I loved seeing Lucas and Sascha and other Pack members come into successive books and make a strong appearance as secondary characters, but I felt like Singh was way too caught up in developing this future world. For one thing, discoveries made in the first book were made and/or explained again and again in following books. It got repetitive and redundant (and repetitive and redundant…) and the connection of the characters took a back seat. 
While there are romances that have a plot take precedent and the characters secondary (like in J.D. Robb’s In Death series where the crime is the driving force of the story and Eve and Roarke’s story is secondary), Singh didn’t start off that way and I was expecting character first and plot second in her series. I felt like the level of the connection between the hero and heroine was never matched to that of Lucas and Sascha. I understand that not every couple in a series will measure up, but something in Singh’s writing just tapered off from great to mediocre. 
Where did she loose me as a loyal reader? Besides the redundant facts and discoveries, the complexity of the plot was never achieved to the level of the first book. And I never got that gut clenching feeling while reading her books again. I lost that feeling I mentioned before. And for me, I was disappointed. 
All the elements that made Slave to Sensation great wasn’t apparent in full force with the other books. The first book was a delightful combination of mystery, humor, and feeling thrown in with a protective super Alpha male who loved his heroine with depth, and a heroine who wasn’t afraid to fight for what she believed in (and for her man) but was still able to be seen as vulnerable to the harsh realities of the world. The equation that made the first book wonderful was absent in the books that followed.

|---|

**Work instruction A**
In the review of Singh's series, which series is given as an example of romance in which the plot drives the story and the couple's story is secondary?
**Work instruction B**
Which fictional characters are named in the review of Singh's series? List them all.
**Work instruction C**
Pick up the review of Singh's series after its final sentence and continue it.

|---|

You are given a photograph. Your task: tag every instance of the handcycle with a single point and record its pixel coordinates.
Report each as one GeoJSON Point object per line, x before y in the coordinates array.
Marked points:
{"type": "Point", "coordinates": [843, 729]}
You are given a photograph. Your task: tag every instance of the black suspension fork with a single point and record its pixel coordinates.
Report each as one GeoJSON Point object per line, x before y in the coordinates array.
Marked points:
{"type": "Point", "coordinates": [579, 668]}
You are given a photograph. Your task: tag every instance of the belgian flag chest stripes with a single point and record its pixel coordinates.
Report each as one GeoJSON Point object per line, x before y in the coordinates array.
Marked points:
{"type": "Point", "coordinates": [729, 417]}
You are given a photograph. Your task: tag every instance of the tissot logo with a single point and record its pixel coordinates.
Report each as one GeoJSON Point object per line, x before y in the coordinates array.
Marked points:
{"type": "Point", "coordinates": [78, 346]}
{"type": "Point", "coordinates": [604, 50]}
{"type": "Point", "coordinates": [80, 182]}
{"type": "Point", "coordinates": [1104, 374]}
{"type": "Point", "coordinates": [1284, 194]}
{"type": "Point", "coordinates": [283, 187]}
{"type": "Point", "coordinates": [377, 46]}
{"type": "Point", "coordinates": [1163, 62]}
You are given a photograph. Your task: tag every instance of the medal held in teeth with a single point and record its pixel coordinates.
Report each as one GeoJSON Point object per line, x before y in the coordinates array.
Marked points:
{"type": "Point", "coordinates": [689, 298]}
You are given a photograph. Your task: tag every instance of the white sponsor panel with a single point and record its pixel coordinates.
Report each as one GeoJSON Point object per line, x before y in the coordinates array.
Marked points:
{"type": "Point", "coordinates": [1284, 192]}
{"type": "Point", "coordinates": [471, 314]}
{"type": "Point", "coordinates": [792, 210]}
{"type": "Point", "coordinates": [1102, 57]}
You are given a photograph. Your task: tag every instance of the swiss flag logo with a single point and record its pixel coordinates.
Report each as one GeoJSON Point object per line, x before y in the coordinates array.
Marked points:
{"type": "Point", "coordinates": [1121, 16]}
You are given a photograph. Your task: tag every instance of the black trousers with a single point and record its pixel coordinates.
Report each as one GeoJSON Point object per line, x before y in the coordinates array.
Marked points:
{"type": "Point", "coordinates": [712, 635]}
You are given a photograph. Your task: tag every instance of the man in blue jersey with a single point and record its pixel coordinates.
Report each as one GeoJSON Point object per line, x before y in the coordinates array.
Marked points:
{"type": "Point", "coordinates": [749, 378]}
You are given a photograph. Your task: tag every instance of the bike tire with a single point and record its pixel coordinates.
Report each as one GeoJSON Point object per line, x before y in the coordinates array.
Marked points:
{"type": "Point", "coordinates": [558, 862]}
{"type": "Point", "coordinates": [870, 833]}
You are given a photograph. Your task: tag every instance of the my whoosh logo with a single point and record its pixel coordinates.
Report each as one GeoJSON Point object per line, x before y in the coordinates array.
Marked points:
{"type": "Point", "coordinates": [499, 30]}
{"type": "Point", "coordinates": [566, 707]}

|---|

**Answer box A**
J.D. Robb's In Death series.

**Answer box B**
Lucas, Sascha, Eve, Roarke

**Answer box C**
Singh has created an interesting world with good characters but the spark that I felt from the first book slowly fizzed out with each successive book. Do I think she’s still worth reading? Yes. I think many fans of paranormal romance will find something unique about Singh and the evolution of her writing is evident. Her more recent books show this explicitly through her sexual descriptions. With Lucas and Sascha it was much more metaphorical and the “heat factor” was a bit toned down when compared the other more established writers. But in the later Changling books, readers can pick up where Singh explored a more direct way of writing sex as her characters got bolder. 
I honestly could not recommend Slave to Sensation more. It definitely sits as a reread copy on my bookshelf. But would I recommend the entire series without tagging on a caveat? No. 
I can understand how Singh has so quickly built up a fan base while I will continue to be devoted to the first book, I won’t be so eager to buy any future publications unless I find them for free on BookMooch or fifty cents (or a dollar) at the library bookstore. I own four plus a novella and while I can appreciate new talent, I feel like the series didn’t live up to the debut.